### SHORT PROBLEM 1
Reproduce the macroeconomics quiz word for word.
### SHORT PROBLEM 2
In the rows, start at the line containing "Where in the photo above can the dark" and continue through the final row. Rewrite only those lines, changing "rocky cliff" to "rock wall" and leaving everything else as it is.

### TEXT BLOCK
----

Question

1.In the Keynesian model, the fallacy of composition suggests that behavior at the micro level does...

1.In the Keynesian model, the fallacy of composition suggests that behavior at the micro level does not necessarily hold at the macro level because:

a.of all of the answers in this question.

b.price adjustment in the Keynesian model is slow due to sticky prices and wages.

c.belt tightening by individuals in the macro economy may cause GDP declines if the saved money is not loaned out in a weak economy.

d.one person's spending is another person's income and linked together at the macro level.

e.while the classical model assumes that all savings is loaned out and becomes investment, the Keynesian model allows for savings to remain idle.

2.Modern macroeconomic models:

a.tend to be theoretically rigorous.

b.are usually internally consistent.

c.all of the answers in this question.

d.are extremely complex.

e.sometimes produce unrealistic outcomes that defy human behavior.

3.Expansionary fiscal policy:

a.decreasing the money supply and raising interest rates.

b.increasing the money supply and lowering interest rates.

c.decreasing government spending and/or raising taxes.

----

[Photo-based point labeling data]

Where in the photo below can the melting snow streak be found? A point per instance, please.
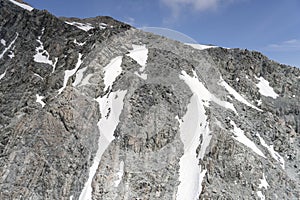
(236, 95)
(9, 46)
(240, 136)
(42, 56)
(192, 126)
(265, 89)
(111, 106)
(85, 27)
(24, 6)
(140, 55)
(69, 73)
(271, 150)
(39, 100)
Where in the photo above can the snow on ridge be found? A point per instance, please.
(236, 95)
(9, 46)
(69, 73)
(39, 100)
(140, 55)
(112, 71)
(200, 46)
(241, 137)
(265, 89)
(202, 91)
(86, 27)
(271, 150)
(22, 5)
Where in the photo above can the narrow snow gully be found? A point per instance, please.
(42, 55)
(9, 46)
(140, 55)
(69, 73)
(192, 126)
(111, 106)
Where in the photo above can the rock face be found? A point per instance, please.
(96, 109)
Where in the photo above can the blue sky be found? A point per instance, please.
(268, 26)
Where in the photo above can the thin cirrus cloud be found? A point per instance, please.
(288, 45)
(176, 6)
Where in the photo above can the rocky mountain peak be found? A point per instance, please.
(96, 109)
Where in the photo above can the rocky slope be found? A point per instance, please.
(96, 109)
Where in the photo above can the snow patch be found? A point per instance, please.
(112, 71)
(111, 107)
(39, 100)
(142, 76)
(193, 125)
(102, 26)
(11, 54)
(69, 73)
(200, 46)
(265, 89)
(271, 150)
(79, 43)
(260, 195)
(42, 55)
(79, 76)
(263, 183)
(198, 88)
(3, 42)
(24, 6)
(2, 75)
(190, 173)
(86, 27)
(120, 174)
(240, 136)
(140, 55)
(236, 95)
(85, 81)
(9, 46)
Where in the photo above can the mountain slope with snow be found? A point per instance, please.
(96, 109)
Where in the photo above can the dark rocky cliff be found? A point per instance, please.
(94, 108)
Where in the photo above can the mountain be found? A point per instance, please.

----

### TASK OUTPUT 1
Question

1.In the Keynesian model, the fallacy of composition suggests that behavior at the micro level does...

1.In the Keynesian model, the fallacy of composition suggests that behavior at the micro level does not necessarily hold at the macro level because:

a.of all of the answers in this question.

b.price adjustment in the Keynesian model is slow due to sticky prices and wages.

c.belt tightening by individuals in the macro economy may cause GDP declines if the saved money is not loaned out in a weak economy.

d.one person's spending is another person's income and linked together at the macro level.

e.while the classical model assumes that all savings is loaned out and becomes investment, the Keynesian model allows for savings to remain idle.

2.Modern macroeconomic models:

a.tend to be theoretically rigorous.

b.are usually internally consistent.

c.all of the answers in this question.

d.are extremely complex.

e.sometimes produce unrealistic outcomes that defy human behavior.

3.Expansionary fiscal policy:

a.decreasing the money supply and raising interest rates.

b.increasing the money supply and lowering interest rates.

c.decreasing government spending and/or raising taxes.

### TASK OUTPUT 2
Where in the photo above can the dark rock wall be found? A point per instance, please.
(94, 108)
Where in the photo above can the mountain be found? A point per instance, please.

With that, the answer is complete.